Amelia shares how innovative data science fuels science innovation
Staff Data Scientist
At Zymergen, math-professor-turned-data-scientist Amelia Taylor initially focused on plate model development, which is the practice of designing materials, processes, and measurements at low volume such that they’re predictive of strain performance at higher volume. It’s a crucial piece of developing microbes that work reliably at scale.
After leading the data science team’s work in this area for several years, she’s recently moved over to the Performance Modeling group. In her new team, she works with fermentation data, determining how best to use measurements captured over the course of multi-day fermentation experiments.
“Data comes in all different shapes.”
What constitutes Big Data is in the eye of the beholder. One of the things that is particularly challenging about the data we have, and working with biological data in general, is that ‘big’ to us actually means ‘wide.’
For example, at a social media company, they might have a gazillion observations but only four features they care about. We have a good number of observations but not a gazillion. And the number of features we care about is large relative to the number of observations that we have. Having such ‘wide’ data is its own challenge in data science, which I think is particularly interesting, and that we grapple with all the time here at Zymergen.

## RECORDS PROVIDED

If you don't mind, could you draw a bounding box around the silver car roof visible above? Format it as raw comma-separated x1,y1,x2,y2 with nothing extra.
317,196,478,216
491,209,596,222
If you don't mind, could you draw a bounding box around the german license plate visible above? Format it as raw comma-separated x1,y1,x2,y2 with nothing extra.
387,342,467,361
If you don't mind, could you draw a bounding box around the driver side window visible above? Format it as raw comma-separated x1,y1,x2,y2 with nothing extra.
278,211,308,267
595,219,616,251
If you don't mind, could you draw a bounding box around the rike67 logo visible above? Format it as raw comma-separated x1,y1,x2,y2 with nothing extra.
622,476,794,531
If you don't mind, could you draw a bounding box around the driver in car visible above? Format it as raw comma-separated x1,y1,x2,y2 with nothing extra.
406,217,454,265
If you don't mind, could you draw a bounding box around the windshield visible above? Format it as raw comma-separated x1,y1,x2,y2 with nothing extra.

## CHECK YOUR UNDERSTANDING
1) Quote the Amelia Taylor profile from "What constitutes Big" up to and including "here at Zymergen.".
2) Render this sentence from the Amelia Taylor profile in Spanish: "What constitutes Big Data is in the eye of the beholder."
The entries are separate material and do not belong to the Amelia Taylor profile.

## ANSWERS BY ITEM
1)
What constitutes Big Data is in the eye of the beholder. One of the things that is particularly challenging about the data we have, and working with biological data in general, is that ‘big’ to us actually means ‘wide.’
For example, at a social media company, they might have a gazillion observations but only four features they care about. We have a good number of observations but not a gazillion. And the number of features we care about is large relative to the number of observations that we have. Having such ‘wide’ data is its own challenge in data science, which I think is particularly interesting, and that we grapple with all the time here at Zymergen.

2) Lo que constituye Big Data depende de los ojos de quien mira.